### Your instructions
All of the data below should come back exactly as written, minus its images.

Image point grounding data:
- Opening Delimiter -
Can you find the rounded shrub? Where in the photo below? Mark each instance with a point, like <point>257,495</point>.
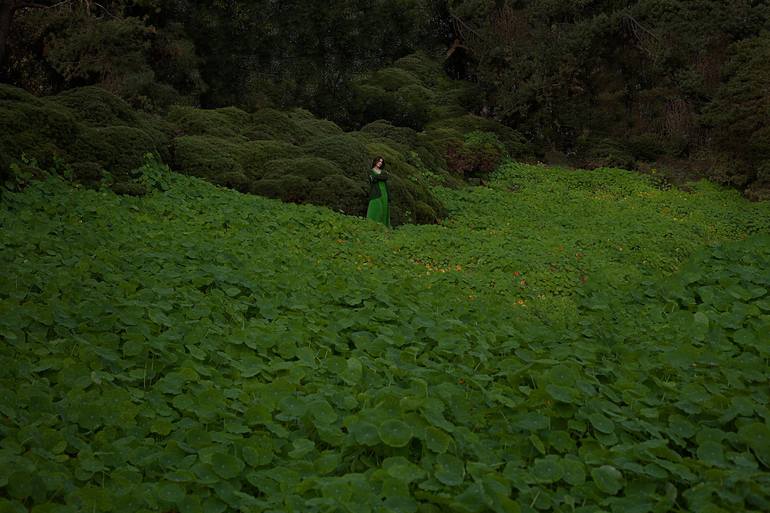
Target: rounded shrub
<point>289,188</point>
<point>515,144</point>
<point>278,125</point>
<point>392,79</point>
<point>215,159</point>
<point>413,103</point>
<point>347,152</point>
<point>340,193</point>
<point>404,137</point>
<point>428,71</point>
<point>316,128</point>
<point>228,122</point>
<point>97,106</point>
<point>34,127</point>
<point>310,168</point>
<point>256,156</point>
<point>118,149</point>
- Closing Delimiter -
### Result of this task
Can you find the rounded shrub? Where in the photo below? Mark each instance with a point, like <point>257,495</point>.
Target: rounded shrub
<point>289,188</point>
<point>515,144</point>
<point>278,125</point>
<point>392,79</point>
<point>215,159</point>
<point>413,103</point>
<point>347,152</point>
<point>340,193</point>
<point>404,137</point>
<point>428,71</point>
<point>316,128</point>
<point>228,122</point>
<point>97,106</point>
<point>34,127</point>
<point>310,168</point>
<point>256,156</point>
<point>118,149</point>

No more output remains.